((

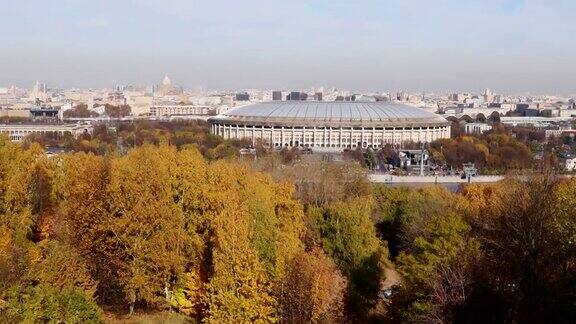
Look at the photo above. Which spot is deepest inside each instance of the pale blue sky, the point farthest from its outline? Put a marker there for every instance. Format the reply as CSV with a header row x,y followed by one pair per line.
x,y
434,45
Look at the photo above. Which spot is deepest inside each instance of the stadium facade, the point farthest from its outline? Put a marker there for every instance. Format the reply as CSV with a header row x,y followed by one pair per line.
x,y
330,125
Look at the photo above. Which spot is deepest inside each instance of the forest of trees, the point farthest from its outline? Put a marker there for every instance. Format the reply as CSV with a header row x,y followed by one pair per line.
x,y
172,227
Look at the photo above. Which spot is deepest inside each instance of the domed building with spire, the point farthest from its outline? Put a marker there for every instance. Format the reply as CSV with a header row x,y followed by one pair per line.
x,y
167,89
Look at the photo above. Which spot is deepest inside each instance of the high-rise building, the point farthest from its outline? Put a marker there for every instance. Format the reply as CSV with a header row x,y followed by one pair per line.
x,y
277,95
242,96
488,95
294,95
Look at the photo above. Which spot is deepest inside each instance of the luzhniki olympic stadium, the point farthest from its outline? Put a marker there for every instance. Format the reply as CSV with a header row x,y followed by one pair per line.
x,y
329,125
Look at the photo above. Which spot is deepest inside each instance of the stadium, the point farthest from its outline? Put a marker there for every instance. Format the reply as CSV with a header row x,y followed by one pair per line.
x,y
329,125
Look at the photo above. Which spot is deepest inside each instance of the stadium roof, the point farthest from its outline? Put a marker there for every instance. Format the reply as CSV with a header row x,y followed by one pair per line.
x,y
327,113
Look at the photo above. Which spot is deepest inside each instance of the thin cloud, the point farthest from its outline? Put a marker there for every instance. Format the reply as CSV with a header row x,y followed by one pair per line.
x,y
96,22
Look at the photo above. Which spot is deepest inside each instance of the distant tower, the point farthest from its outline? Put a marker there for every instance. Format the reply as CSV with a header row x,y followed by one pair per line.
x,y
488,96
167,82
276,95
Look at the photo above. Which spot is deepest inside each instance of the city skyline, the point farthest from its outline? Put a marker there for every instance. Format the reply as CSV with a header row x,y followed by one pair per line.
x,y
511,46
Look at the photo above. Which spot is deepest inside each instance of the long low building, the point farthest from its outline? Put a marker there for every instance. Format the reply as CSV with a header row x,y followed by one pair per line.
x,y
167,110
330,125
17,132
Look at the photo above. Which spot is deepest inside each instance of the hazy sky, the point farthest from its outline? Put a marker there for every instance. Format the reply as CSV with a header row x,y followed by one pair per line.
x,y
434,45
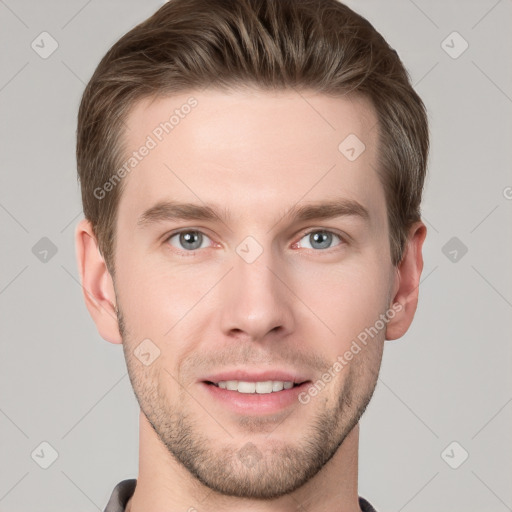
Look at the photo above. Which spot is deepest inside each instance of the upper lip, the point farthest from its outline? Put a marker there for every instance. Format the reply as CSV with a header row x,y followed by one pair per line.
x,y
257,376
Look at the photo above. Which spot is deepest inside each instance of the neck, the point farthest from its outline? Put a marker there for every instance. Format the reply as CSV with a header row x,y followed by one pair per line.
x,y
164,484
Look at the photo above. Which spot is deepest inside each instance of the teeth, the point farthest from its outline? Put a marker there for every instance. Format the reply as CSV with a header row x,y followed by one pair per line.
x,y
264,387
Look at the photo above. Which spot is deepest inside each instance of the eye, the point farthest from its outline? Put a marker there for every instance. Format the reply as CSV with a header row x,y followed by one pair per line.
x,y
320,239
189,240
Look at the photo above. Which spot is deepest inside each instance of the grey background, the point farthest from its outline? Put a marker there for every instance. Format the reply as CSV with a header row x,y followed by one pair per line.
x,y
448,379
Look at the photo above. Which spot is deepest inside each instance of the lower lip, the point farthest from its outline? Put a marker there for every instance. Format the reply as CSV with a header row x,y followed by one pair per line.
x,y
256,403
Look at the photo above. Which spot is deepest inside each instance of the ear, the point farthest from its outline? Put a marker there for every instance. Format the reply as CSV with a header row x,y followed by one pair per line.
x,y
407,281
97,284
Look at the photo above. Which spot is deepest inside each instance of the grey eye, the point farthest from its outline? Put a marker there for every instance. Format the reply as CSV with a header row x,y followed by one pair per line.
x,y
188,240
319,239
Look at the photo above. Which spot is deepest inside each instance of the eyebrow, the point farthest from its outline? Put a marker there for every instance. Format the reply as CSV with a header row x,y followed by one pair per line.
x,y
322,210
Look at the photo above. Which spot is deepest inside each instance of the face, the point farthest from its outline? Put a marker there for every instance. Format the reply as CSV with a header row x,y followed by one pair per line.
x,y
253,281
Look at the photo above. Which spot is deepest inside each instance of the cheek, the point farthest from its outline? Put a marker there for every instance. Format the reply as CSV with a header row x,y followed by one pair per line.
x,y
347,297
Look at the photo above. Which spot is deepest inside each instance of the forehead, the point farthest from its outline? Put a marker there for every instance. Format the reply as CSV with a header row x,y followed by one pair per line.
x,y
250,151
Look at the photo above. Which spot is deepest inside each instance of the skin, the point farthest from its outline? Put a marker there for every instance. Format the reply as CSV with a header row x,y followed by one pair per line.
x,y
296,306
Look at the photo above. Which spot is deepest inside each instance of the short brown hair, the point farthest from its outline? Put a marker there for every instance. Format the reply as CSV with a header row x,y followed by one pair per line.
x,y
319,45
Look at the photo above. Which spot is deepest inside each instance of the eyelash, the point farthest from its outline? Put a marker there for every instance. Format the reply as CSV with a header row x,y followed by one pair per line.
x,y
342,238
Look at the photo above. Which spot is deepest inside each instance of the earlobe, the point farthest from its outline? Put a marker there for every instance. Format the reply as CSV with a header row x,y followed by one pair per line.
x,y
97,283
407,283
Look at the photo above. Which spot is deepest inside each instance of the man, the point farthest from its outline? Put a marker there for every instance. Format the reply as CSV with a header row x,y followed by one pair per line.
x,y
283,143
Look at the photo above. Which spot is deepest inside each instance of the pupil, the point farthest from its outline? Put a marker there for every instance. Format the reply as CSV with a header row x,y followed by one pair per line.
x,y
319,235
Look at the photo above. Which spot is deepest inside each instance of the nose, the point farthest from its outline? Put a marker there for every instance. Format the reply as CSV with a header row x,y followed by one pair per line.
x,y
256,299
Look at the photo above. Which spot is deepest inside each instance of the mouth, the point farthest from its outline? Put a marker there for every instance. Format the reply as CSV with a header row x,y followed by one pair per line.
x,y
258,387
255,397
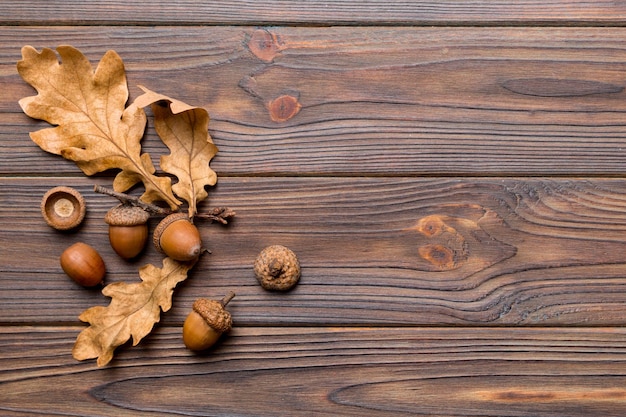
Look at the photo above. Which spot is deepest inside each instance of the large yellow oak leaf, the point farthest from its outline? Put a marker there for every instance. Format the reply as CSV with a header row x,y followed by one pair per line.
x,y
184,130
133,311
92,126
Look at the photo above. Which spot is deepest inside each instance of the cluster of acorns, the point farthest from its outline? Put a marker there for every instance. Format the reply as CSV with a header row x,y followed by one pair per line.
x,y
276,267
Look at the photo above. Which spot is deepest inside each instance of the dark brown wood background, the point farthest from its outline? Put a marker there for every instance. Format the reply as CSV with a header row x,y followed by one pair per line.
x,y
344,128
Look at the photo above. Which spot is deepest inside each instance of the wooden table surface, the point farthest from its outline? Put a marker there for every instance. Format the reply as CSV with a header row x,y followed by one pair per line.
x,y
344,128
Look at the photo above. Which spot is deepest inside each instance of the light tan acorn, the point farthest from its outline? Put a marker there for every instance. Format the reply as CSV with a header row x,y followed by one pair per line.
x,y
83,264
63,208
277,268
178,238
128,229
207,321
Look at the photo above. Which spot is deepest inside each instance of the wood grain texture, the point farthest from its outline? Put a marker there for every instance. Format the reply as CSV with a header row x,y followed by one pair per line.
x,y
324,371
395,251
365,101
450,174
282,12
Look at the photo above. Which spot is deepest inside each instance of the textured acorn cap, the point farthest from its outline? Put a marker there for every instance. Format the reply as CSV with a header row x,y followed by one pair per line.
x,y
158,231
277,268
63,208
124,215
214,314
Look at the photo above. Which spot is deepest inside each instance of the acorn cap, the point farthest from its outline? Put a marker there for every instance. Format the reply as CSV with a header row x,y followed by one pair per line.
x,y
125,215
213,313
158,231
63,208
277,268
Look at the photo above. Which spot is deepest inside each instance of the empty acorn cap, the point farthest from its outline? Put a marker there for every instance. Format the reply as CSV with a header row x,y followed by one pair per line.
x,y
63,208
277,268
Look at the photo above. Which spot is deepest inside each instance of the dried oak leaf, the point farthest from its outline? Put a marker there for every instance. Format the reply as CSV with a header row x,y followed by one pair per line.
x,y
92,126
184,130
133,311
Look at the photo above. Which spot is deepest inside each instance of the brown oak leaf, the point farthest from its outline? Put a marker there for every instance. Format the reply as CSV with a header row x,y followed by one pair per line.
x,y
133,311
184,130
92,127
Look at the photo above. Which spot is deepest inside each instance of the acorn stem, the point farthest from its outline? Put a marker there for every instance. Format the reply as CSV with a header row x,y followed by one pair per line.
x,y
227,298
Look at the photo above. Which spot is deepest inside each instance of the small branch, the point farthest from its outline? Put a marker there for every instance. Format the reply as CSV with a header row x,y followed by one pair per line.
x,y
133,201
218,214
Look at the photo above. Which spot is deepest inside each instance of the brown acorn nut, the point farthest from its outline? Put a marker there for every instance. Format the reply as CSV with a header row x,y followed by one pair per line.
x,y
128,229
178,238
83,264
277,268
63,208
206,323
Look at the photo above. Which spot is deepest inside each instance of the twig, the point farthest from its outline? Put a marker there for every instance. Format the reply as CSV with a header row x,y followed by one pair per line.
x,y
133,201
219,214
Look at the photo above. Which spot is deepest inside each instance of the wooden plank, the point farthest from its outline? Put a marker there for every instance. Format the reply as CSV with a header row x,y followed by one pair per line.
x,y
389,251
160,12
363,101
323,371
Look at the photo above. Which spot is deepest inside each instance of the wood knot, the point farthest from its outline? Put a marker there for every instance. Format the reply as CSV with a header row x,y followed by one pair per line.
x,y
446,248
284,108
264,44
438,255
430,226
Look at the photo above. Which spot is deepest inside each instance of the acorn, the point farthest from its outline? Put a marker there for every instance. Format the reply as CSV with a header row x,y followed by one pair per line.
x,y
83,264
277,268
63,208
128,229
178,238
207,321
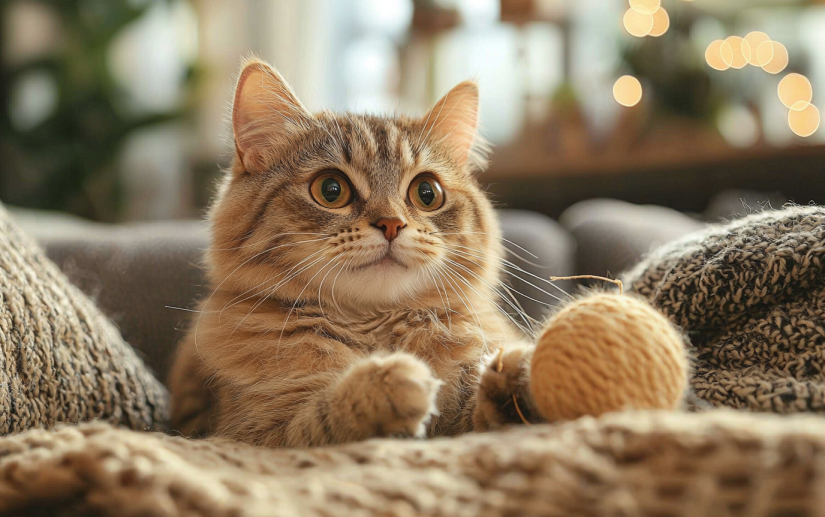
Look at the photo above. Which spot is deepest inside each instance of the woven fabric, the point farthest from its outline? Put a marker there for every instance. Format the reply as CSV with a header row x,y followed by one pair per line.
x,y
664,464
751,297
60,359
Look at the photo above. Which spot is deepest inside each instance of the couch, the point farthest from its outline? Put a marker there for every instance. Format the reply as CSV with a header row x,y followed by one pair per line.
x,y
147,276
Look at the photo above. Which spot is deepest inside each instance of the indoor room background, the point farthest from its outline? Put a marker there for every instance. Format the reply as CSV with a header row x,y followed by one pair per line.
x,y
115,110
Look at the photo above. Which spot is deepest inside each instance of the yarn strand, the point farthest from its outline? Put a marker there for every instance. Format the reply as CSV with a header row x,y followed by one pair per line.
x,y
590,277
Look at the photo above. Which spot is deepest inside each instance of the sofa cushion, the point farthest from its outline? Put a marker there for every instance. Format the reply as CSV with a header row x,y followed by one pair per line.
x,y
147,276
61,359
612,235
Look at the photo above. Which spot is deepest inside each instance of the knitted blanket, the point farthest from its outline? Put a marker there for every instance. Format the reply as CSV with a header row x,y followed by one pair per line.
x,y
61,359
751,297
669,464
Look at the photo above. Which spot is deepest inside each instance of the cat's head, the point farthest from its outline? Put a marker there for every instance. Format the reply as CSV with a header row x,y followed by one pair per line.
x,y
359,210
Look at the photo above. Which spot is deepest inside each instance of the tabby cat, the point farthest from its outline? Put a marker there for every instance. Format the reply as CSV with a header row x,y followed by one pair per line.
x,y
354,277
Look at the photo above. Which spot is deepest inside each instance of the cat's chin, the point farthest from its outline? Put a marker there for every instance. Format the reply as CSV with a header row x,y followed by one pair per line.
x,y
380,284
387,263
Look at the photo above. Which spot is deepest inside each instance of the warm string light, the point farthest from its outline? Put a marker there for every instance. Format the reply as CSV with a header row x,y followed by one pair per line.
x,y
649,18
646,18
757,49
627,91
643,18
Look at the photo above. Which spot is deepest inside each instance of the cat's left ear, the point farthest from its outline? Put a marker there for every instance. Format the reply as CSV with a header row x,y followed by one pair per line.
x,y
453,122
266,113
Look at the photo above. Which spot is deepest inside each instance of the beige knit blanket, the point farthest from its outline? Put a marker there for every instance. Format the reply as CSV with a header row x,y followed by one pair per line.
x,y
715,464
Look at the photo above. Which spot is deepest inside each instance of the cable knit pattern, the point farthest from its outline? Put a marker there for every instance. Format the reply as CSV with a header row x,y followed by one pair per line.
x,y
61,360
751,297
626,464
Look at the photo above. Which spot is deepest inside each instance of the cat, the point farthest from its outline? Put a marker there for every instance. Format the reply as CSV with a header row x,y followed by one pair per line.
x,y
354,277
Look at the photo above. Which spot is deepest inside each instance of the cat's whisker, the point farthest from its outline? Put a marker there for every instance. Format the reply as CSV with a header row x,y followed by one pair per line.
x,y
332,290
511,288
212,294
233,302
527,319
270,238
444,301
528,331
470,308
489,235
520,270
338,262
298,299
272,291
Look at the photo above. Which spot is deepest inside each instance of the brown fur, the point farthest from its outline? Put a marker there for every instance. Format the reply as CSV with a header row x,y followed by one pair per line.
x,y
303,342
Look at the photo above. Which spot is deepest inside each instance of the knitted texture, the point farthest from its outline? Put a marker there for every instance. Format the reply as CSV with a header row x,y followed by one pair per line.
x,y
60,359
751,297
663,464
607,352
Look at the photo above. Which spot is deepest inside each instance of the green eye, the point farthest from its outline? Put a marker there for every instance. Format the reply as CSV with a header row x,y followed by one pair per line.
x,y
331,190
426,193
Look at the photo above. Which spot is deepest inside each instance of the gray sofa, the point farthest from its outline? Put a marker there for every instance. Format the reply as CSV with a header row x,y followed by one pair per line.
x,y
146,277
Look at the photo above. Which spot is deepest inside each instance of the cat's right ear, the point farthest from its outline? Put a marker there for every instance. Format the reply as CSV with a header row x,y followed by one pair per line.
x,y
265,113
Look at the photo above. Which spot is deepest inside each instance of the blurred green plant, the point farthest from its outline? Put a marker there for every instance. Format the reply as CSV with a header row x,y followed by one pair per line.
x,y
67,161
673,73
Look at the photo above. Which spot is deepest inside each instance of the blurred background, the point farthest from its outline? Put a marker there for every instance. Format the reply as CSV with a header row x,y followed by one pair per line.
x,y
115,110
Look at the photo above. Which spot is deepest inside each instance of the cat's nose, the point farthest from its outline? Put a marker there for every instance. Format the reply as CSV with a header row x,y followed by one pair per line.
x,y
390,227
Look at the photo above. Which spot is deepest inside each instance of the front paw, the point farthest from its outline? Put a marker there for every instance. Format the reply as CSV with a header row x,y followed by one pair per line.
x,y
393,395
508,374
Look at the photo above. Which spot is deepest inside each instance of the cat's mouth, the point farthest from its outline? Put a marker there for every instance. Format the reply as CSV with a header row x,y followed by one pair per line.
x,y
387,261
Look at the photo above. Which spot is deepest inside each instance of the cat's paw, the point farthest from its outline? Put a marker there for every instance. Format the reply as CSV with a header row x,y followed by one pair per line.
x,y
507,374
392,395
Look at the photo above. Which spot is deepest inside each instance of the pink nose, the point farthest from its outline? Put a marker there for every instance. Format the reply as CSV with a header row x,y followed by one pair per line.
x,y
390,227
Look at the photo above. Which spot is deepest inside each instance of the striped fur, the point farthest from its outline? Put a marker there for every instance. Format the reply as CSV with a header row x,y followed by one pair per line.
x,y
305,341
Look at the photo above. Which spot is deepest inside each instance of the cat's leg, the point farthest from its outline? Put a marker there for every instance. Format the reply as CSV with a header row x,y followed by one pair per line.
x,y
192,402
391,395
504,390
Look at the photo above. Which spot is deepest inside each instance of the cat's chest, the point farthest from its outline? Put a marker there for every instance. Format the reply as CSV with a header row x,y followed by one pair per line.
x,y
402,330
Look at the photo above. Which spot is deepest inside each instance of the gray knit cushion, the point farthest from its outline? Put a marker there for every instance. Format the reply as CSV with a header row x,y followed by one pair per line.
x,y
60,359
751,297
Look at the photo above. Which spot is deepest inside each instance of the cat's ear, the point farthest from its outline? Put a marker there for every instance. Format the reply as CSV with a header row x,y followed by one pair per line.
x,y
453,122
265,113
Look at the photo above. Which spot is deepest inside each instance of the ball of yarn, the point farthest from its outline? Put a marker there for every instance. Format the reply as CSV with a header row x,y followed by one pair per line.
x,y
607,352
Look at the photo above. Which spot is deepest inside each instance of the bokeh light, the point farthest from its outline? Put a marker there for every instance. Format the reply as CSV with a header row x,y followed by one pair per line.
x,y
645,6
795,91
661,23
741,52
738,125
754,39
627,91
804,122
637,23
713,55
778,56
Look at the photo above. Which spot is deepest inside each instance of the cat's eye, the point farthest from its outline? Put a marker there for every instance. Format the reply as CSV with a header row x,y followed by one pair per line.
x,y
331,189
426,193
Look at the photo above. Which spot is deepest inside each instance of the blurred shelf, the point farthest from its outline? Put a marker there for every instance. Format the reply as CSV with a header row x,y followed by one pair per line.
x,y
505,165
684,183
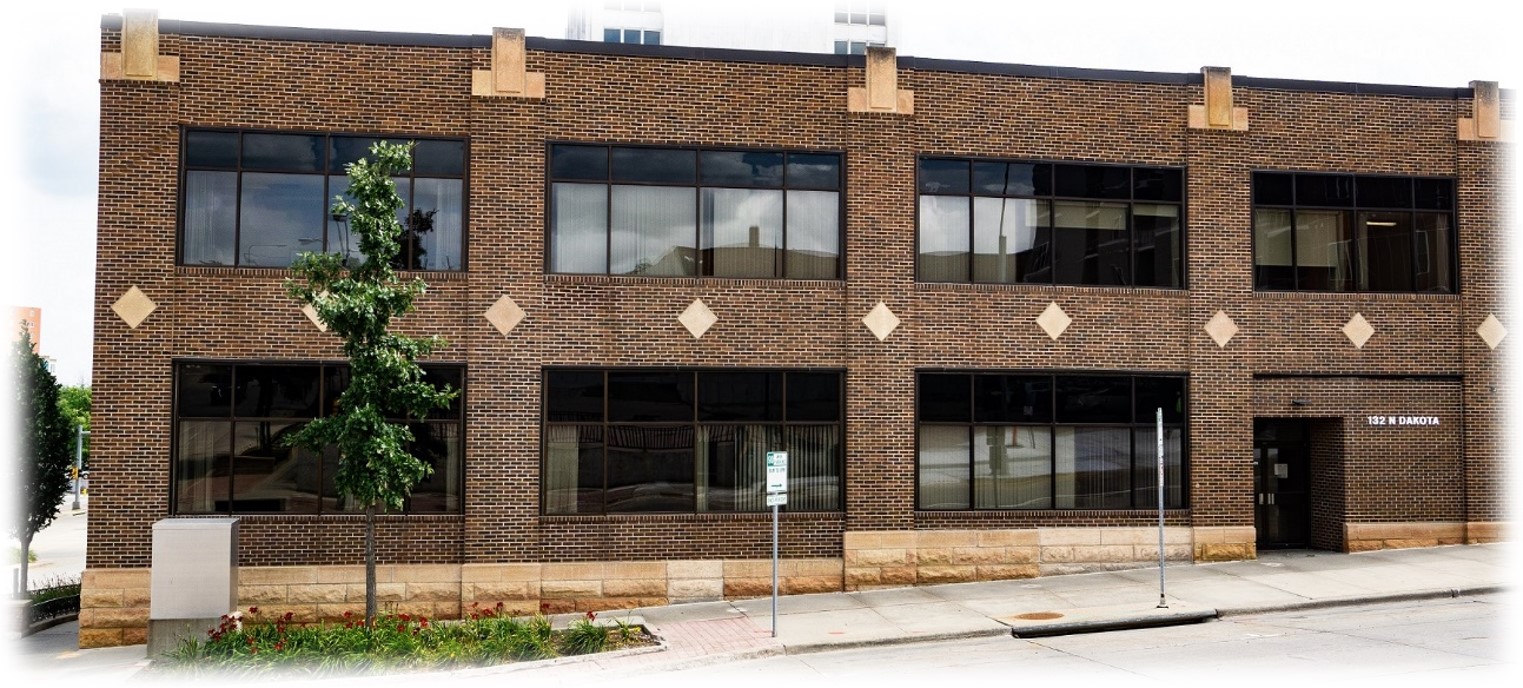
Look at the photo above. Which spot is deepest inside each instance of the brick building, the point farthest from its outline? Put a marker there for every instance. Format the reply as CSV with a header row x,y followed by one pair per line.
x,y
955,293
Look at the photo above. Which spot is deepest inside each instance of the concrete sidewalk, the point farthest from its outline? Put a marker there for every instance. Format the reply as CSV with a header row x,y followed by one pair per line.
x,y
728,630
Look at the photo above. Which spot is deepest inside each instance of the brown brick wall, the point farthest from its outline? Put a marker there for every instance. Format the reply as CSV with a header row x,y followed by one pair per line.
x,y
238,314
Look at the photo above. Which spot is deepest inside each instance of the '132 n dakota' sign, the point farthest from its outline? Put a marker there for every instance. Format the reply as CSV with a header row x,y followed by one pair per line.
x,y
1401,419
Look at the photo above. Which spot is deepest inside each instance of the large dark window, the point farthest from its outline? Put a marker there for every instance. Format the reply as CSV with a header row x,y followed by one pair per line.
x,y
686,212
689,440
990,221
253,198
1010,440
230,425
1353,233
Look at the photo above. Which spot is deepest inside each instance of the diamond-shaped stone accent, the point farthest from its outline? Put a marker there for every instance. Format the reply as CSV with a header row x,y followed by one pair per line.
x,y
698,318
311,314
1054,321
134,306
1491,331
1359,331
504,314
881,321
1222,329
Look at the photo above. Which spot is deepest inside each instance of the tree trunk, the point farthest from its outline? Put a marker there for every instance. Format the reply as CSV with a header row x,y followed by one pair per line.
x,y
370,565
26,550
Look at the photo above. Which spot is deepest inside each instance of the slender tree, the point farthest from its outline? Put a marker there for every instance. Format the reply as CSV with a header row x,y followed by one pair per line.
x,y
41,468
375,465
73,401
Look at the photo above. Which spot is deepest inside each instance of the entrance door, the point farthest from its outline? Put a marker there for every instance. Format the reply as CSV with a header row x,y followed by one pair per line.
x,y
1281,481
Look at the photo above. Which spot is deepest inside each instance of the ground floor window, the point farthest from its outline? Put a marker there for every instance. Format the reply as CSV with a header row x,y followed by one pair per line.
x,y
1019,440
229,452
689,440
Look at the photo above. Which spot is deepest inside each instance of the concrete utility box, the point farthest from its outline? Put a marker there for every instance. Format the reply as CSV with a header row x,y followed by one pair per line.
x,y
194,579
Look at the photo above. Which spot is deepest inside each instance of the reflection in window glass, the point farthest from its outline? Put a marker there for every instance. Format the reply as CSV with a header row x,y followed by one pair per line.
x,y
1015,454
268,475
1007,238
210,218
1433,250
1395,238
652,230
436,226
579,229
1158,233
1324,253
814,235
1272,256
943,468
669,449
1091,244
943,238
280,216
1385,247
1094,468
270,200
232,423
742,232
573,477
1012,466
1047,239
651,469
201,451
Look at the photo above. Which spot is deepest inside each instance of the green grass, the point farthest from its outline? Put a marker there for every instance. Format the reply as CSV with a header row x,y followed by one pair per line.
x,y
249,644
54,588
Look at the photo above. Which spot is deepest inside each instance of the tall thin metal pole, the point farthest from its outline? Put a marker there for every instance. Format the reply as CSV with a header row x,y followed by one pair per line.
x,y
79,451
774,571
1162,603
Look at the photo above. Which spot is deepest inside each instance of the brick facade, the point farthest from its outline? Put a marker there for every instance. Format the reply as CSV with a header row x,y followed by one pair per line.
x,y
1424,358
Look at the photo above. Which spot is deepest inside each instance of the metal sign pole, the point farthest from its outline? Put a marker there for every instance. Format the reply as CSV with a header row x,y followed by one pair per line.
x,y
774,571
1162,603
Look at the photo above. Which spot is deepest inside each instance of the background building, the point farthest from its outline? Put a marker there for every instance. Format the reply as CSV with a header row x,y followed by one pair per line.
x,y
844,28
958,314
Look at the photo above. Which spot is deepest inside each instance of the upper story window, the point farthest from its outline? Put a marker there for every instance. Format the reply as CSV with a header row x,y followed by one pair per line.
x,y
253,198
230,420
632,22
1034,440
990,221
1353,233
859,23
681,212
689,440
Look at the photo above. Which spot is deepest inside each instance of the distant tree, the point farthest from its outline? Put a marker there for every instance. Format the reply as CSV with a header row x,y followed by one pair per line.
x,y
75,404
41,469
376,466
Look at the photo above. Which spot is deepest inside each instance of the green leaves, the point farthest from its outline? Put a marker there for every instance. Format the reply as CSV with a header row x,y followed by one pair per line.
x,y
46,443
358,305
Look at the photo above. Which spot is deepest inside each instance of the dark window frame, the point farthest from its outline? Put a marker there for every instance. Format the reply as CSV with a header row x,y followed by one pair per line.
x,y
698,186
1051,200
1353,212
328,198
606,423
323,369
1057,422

))

**Task instructions:** Copy, character for character, the lines from the line that holds "of the background" through the final line of the records above.

**Written solution:**
Look at the photo above. Which spot is deepest inside each instance of the background building, the point farthest from its outline? Put a marker there for every instance. Format the reply as CSV with a header row x,y followed by one pair per line.
x,y
844,28
958,314
Look at the photo above. Which spot is deepest inside each instance of the upper story window, the point farthest from its outline? Put a marker there for every instance. Format the reply as CSV with a header row x,y followed by one pair per line.
x,y
253,198
230,420
632,22
1034,440
990,221
1353,233
859,23
681,212
689,440
Look at the photo above. Which spot is deepest inside each instance of the distant tree, the point farthest from its outline? Put a marker there for every instance. Format the reply as CSV with a header row x,y followed by one pair per line.
x,y
75,404
41,469
376,466
Look at the photo above. Which spot is deepest inside each instance of the green leaves, the point farthest from its outline? Put a marker there for every instance. Format the reply as CSV with a header row x,y followed by one pair per line.
x,y
46,443
358,305
Look at the photo above. Which spot is deepest inside each instance of the dark window frame, the point farthest from its outline? Put a marker there for every instance. Format the reply as CSV with a header row x,y followed by one pair per line.
x,y
698,186
1051,200
1353,212
328,198
606,423
323,369
1057,422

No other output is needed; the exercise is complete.